Learning more about the other side of the story can be beneficial for recovering straight spouses. The more we know, the better we can understand and move toward a favorable outcome and the final stage of recovery--empathy and forgiveness.
This is a book worth reading for any person whose family has been tested by a mixed-orientation marriage. It is well written and reveals real people's experience. The extensive bibliography and list of resources make the book even more useful. I highly recommend it.
Carol
For more information, contact charles@charles-neal.com.
Tags: androgyny, bi, bisexual men, blurred gender, gay, married gays, mixed-orientation, reparative therapy
As with all of your insightful written posts here, Carol, my thanks to you are sincere and very heartfelt.
Hearing of this book, The Marrying Kind, is wonderful. I look forward to securing a copy. Although it has been exactly 20 years now since my first husband and I separated/
divorced and I have picked up the pieces of my life (was single for nine years and married again 11 years ago), it still periodically crosses my mind as to "why" men marry if they sense they are gay/bisexual. The most obvious question to me is "how" could someone (either male or female) possibly love a spouse and their children only to "tear the family apart" at a later time (even when their children are grown)?

Saved data entries:

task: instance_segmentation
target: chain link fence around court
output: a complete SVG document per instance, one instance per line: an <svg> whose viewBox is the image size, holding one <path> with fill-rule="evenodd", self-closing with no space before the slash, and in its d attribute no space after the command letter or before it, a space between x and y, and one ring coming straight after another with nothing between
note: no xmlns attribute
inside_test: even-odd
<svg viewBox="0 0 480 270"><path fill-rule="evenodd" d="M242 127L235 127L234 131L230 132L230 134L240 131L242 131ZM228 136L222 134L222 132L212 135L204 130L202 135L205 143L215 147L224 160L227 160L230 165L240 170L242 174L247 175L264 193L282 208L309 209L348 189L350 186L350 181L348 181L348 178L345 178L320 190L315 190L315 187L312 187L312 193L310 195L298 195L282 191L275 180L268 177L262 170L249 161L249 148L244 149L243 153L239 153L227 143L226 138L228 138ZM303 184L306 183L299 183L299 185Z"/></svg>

Directions:
(a) Revise the post about the mixed-orientation marriage book, starting at "Tags: androgyny, bi, bisexual" and ending at "and very heartfelt.", with "insightful" replaced by "thoughtful".
(b) Pick up the text about mixed-orientation marriage and carry it on from its final sentence.

Your written answers:
(a)
Tags: androgyny, bi, bisexual men, blurred gender, gay, married gays, mixed-orientation, reparative therapy
As with all of your thoughtful written posts here, Carol, my thanks to you are sincere and very heartfelt.

(b)
I believe it will be all the more informative to read a book with the male's perspective. So thank you for letting us know of such, Carol, and thank you to Charles Neal for taking time to write a book on this subject.
I believe the more we can know about each other as persons and not as "labels" -- then the more we all find further growth and discovery about ourselves as well. Being open and honest plays a major part in relating to each other with kind and caring ways -- thus bringing about peace, comfort, contentment, purpose, empathy,and even forgiveness.
Thankfully, with the assistance of Straight Spouse Network and persons who share therein, we no longer feel "alone" in our journeys.
Thanks for sharing this title. My gay ex-husband and I were very Baptist at the time we were married, so I can definitely relate to your comments about religious pressure. I feel torn. On the one hand, I think it's good for men like Neal to share their experiences and for straight spouses to understand what their gay spouses were thinking. On the other hand, cultural pressures don't excuse the awful costs of these divorces. I'm sorry that my ex-husband was afraid to come out. I'm even sorrier that I've had to move my children out of their current school district because I can't afford to keep my home. I'm also sorry that I lost my health insurance because he didn't have the courage to stand in his truth.
I have a cousin who is gay and grew up in the same religious culture that I did. When a heterosexual woman proposed to him, he told her that he knew he was gay and didn't think it would be right to marry her because he couldn't be the partner she needed. Would that my ex-husband had demonstrated the same kind of integrity! My ex-husband's experience should be honored by books like this, but so should the price that we straight spouses pay.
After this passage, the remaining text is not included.